**EXCERPT**:
################

Shifting Perception: The Lens Through Which We See
“We do not see things as they are; we see them as we are.”
It’s a quiet truth that explains a lot. Two people can go through the same moment and walk away with completely different feelings. One stays steady, the other unravels. Not because the facts were different, but because their internal lens—the way they’ve come to understand the world—filtered the moment in very different ways.
We don’t respond to events alone. We respond to what they mean to us. To the story we’ve attached. To the memories they stir.
Take a common example: someone cancels plans. For one person, it’s no big deal. For another, it hits a nerve. It feels like rejection. Maybe even abandonment. The difference isn’t the action—it’s what it evokes. And often, what it evokes isn’t about the present at all. It’s about something much older.
We all carry these patterns. The way we interpret the world is shaped by experience, memory, and the emotional frameworks we’ve developed over time. Many of these run quietly in the background. They’re not always obvious, but they influence everything.
Therapy is one of the few places where we get to slow down and actually look at that lens. Not to judge it, but to understand it. When you sit in a room with someone trained to notice those patterns, you start to hear the story behind the reaction.
It might sound simple, but it can be deeply powerful. Instead of spiralling after someone pulls away, you can start to ask, “What is this bringing up for me?” You realise the feeling might be familiar. That it doesn’t belong entirely to now. With practice, you can start to respond differently. You don’t immediately assume rejection. You don’t immediately turn inward or lash out. You pause. You reflect.
This isn’t about denying your emotions. It’s about giving yourself more choice in how you meet them. That choice begins when you learn to see the difference between what’s happening and what you’ve come to expect from it.
In therapy, this is a steady process. You begin to recognise the moments where your interpretation might be shaped by an old belief. You notice the pull of old wounds and start to separate them from the present. That space, between stimulus and response, is where change becomes possible.
The goal isn’t to be detached or unaffected. The goal is to understand. To bring a little more awareness to the moments that pull you under. To choose how you respond, instead of being swept up in something that doesn’t feel like a choice at all.
This takes time. And it helps to have support while doing it. A therapist can walk with you as you untangle those automatic stories, gently asking questions that help shift the lens just enough to let in more clarity.
Eventually, something that once felt like a threat might just feel like a moment. The story softens. The reaction loosens its grip.
You can’t control every situation. But you can work with how you see it. And sometimes, seeing it differently is what allows you to move through it with a little more steadiness, a little more ease.

################

**DATA PROVIDED**:
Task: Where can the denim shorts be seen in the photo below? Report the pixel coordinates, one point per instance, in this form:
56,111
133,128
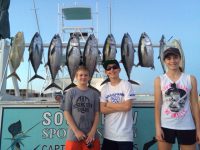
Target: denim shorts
184,137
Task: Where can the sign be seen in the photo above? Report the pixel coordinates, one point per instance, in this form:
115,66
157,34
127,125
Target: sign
36,128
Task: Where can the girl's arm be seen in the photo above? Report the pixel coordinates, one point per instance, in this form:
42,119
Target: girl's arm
157,102
194,105
78,133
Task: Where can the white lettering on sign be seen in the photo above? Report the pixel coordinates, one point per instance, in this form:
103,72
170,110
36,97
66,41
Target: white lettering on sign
52,123
57,118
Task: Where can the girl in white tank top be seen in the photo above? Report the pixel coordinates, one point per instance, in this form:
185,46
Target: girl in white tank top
176,104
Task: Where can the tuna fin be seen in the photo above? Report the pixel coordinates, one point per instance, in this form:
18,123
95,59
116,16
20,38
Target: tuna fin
90,86
53,85
105,81
97,70
14,74
133,82
70,86
36,76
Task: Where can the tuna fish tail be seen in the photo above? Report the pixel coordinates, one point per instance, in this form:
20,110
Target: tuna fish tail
15,75
36,76
70,86
105,81
53,85
133,82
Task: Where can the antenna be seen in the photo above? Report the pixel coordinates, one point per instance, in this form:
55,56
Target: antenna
110,11
36,16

################

**EXERCISE INSTRUCTIONS**:
(A) In the essay on perception, what space is named as the place where change becomes possible?
(B) Using the essay on perception, explain why a canceled plan can feel like rejection to one person and mean little to another.
(C) Render this sentence from the essay on perception in Spanish: "This isn’t about denying your emotions."

**WRITTEN ANSWERS**:
(A) The space between stimulus and response.

(B) The difference lies not in the action but in what it evokes for each person. What it evokes is often not about the present but about something much older.

(C) No se trata de negar tus emociones.